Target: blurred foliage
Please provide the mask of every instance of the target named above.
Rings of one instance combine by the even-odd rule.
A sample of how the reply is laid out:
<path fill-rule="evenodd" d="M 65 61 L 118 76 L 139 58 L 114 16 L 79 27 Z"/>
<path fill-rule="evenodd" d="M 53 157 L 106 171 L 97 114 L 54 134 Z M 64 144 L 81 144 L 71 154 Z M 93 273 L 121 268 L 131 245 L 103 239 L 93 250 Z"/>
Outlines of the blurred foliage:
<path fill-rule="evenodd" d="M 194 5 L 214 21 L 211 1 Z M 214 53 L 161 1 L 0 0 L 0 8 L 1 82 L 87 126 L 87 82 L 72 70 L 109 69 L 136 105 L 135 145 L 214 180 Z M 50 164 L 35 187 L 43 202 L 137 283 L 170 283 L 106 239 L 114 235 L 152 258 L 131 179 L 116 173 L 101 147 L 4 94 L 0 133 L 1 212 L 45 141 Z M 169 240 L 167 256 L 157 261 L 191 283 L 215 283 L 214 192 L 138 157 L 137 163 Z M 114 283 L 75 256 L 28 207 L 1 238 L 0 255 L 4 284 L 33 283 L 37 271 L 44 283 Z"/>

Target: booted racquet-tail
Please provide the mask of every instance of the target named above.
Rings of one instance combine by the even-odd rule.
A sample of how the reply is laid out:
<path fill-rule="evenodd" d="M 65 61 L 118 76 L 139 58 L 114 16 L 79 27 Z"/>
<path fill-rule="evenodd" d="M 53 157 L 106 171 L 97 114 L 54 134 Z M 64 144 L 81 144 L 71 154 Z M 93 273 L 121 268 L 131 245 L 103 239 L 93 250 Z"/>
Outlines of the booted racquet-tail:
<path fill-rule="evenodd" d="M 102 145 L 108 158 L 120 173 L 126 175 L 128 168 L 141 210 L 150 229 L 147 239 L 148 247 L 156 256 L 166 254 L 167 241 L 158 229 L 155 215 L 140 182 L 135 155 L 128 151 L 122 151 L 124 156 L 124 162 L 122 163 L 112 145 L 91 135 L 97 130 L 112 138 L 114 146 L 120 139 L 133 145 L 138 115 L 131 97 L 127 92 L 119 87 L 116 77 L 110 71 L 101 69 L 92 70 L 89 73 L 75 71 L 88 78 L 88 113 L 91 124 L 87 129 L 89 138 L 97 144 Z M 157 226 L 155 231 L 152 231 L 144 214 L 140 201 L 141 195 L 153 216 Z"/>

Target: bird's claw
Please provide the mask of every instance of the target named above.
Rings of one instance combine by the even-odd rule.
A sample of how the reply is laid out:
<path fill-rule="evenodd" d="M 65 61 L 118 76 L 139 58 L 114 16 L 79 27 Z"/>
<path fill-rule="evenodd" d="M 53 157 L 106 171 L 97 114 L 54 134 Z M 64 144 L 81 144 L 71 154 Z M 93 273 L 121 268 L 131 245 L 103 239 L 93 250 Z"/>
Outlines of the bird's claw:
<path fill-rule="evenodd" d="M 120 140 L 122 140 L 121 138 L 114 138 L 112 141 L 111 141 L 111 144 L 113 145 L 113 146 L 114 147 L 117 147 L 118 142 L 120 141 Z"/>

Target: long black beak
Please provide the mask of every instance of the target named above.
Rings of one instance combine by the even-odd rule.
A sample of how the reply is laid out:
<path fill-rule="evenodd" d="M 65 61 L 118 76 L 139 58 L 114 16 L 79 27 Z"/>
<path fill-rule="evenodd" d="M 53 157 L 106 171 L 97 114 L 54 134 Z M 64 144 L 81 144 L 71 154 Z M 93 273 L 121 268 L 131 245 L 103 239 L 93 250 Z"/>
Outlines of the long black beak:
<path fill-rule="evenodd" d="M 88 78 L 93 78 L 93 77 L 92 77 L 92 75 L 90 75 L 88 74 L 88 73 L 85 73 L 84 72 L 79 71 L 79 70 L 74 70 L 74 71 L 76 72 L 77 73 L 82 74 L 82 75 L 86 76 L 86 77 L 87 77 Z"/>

Goal of the exercise -
Output everything from the line containing "Target: long black beak" down to the end of the items above, including that first line, and reproduce every line verbatim.

Finished exercise -
Target: long black beak
Please provide the mask of every instance of the target named above.
Rings of one instance combine by the even-odd rule.
A sample of how the reply is laid out:
<path fill-rule="evenodd" d="M 65 61 L 118 76 L 139 58 L 114 16 L 79 27 Z"/>
<path fill-rule="evenodd" d="M 53 157 L 106 171 L 97 114 L 54 134 Z M 64 144 L 81 144 L 71 154 Z M 93 273 L 121 268 L 131 245 L 103 239 L 93 250 Z"/>
Outlines of the long black beak:
<path fill-rule="evenodd" d="M 88 78 L 93 78 L 93 77 L 92 77 L 92 75 L 90 75 L 88 74 L 88 73 L 85 73 L 84 72 L 79 71 L 79 70 L 74 70 L 74 71 L 76 72 L 77 73 L 82 74 L 82 75 L 86 76 L 86 77 L 87 77 Z"/>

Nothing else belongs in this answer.